Records for bounding box labeling:
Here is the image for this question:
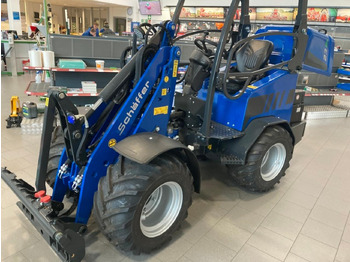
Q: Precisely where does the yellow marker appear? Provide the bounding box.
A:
[153,106,168,116]
[108,138,117,148]
[173,60,179,77]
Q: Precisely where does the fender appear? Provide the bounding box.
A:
[219,116,298,164]
[113,132,201,193]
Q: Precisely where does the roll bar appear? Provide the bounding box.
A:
[172,0,308,137]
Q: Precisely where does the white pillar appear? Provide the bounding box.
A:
[7,0,22,35]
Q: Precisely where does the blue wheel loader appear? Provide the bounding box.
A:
[1,0,334,261]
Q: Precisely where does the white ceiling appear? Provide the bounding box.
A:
[21,0,127,7]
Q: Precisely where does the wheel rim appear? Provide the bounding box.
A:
[140,182,183,238]
[260,143,287,181]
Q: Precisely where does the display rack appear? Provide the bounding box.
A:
[25,81,102,97]
[23,66,120,73]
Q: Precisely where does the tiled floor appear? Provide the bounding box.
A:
[1,73,350,262]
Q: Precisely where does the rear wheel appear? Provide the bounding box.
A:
[228,126,293,192]
[46,126,65,188]
[94,154,193,253]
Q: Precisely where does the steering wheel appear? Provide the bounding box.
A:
[194,32,218,56]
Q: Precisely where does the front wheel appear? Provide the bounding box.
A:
[228,126,293,192]
[94,154,193,253]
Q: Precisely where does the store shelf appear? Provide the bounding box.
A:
[25,81,101,97]
[23,66,120,73]
[23,66,52,70]
[52,67,120,73]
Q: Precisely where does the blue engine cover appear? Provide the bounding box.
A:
[198,70,298,131]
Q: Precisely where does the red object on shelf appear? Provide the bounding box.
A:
[40,196,51,203]
[23,66,120,73]
[34,190,46,198]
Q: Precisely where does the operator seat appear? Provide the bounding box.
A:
[227,39,273,93]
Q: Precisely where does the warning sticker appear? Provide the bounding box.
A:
[108,138,117,147]
[173,60,179,77]
[153,106,168,116]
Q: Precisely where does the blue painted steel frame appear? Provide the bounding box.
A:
[198,70,297,131]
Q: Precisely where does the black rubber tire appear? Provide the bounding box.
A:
[228,126,293,192]
[94,153,193,254]
[46,126,65,188]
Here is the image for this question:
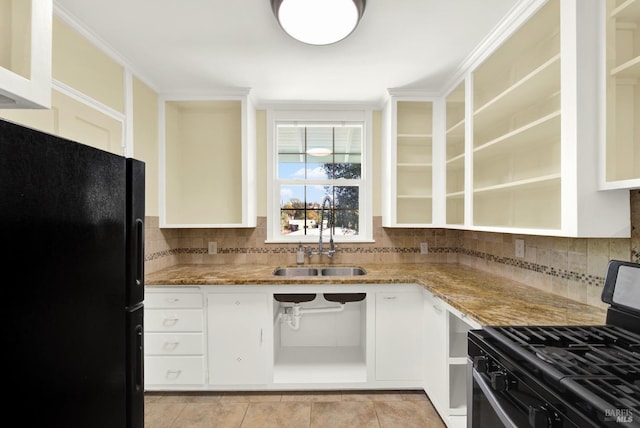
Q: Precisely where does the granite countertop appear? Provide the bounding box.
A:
[145,264,606,325]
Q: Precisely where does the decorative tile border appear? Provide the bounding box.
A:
[145,246,604,286]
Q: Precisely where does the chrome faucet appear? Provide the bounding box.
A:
[307,195,336,258]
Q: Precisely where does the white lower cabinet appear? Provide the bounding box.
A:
[423,291,481,428]
[375,287,424,383]
[144,284,480,414]
[423,291,448,413]
[144,287,205,389]
[207,293,270,385]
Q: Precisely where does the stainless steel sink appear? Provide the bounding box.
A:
[320,266,367,276]
[273,266,367,277]
[273,267,319,276]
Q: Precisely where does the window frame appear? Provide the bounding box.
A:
[266,106,373,243]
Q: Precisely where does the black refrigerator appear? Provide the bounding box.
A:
[0,120,145,428]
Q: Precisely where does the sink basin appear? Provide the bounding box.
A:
[320,266,367,276]
[273,267,318,276]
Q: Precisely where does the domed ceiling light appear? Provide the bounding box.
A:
[271,0,366,45]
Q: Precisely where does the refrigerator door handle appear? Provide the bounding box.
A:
[135,218,144,287]
[135,325,144,391]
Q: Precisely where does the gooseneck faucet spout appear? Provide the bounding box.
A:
[307,195,336,258]
[318,195,336,258]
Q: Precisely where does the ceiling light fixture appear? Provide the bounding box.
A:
[271,0,366,45]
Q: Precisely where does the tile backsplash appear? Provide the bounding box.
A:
[145,190,640,307]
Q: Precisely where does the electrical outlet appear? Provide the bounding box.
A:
[516,239,524,259]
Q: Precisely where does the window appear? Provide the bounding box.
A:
[268,108,371,242]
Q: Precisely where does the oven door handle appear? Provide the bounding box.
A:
[473,369,518,428]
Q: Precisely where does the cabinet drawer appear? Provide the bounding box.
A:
[144,357,204,385]
[144,308,203,332]
[144,293,202,308]
[144,333,204,355]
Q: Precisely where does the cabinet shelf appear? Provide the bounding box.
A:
[447,119,464,136]
[447,190,464,199]
[398,195,432,199]
[610,0,640,21]
[473,173,560,194]
[611,56,640,78]
[474,54,560,128]
[447,153,464,170]
[474,111,560,160]
[397,162,432,170]
[398,133,433,140]
[273,346,367,384]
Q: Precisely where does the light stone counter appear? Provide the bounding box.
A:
[145,264,606,325]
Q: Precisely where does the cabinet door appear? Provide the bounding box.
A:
[424,293,448,412]
[375,290,424,381]
[207,293,268,385]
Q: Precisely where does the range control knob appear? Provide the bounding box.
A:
[489,372,508,392]
[473,355,487,373]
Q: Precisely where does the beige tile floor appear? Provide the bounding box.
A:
[144,391,445,428]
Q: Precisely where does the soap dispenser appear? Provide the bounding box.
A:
[296,242,304,265]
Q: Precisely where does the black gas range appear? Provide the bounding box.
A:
[467,260,640,428]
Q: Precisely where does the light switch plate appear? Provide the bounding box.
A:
[516,239,524,259]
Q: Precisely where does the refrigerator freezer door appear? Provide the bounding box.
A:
[126,159,145,307]
[0,120,144,428]
[127,305,144,428]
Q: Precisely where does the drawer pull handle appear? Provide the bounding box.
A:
[167,370,182,380]
[163,342,180,351]
[162,316,180,326]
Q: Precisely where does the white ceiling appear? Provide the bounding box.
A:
[54,0,522,104]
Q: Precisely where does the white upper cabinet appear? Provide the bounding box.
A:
[0,0,53,109]
[445,82,466,226]
[446,0,635,238]
[382,94,433,227]
[602,0,640,188]
[160,94,257,228]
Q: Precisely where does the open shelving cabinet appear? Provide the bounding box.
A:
[464,0,630,237]
[445,81,466,225]
[383,96,433,227]
[603,0,640,188]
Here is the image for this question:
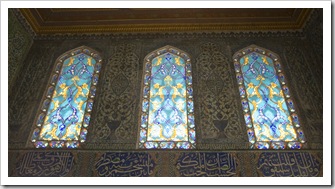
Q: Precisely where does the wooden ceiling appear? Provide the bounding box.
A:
[20,8,311,34]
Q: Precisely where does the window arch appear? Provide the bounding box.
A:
[233,45,306,149]
[31,46,102,148]
[138,46,195,149]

Required task: Copy the stretch of the records above from the line containing "Q: Precisely where does the gooseneck" through the line containing "[144,333,204,355]", with both of those lines included.

Exercise output:
Q: Precisely where does the gooseneck faucet spout appear? Provide the bounding box.
A:
[307,195,336,258]
[318,195,336,258]
Q: Precisely where does the ceiling light fixture appear? Provide the bounding box.
A:
[271,0,366,45]
Q: Precisely where does the tile backsplash appear? Provide the bounding box.
A:
[145,190,640,307]
Q: Precisely where does the electrical outlet appear? Provide the bounding box.
A:
[516,239,524,259]
Q: Precisely where does the window appear? Provide the bounding box.
A:
[268,108,371,242]
Q: Precisely where does the oven door handle appear? Provide the bounding box.
A:
[473,369,518,428]
Q: Precisely where does the cabinet drawer appear? Provide the bounding box.
A:
[144,357,204,385]
[144,308,203,332]
[144,293,202,308]
[144,333,204,355]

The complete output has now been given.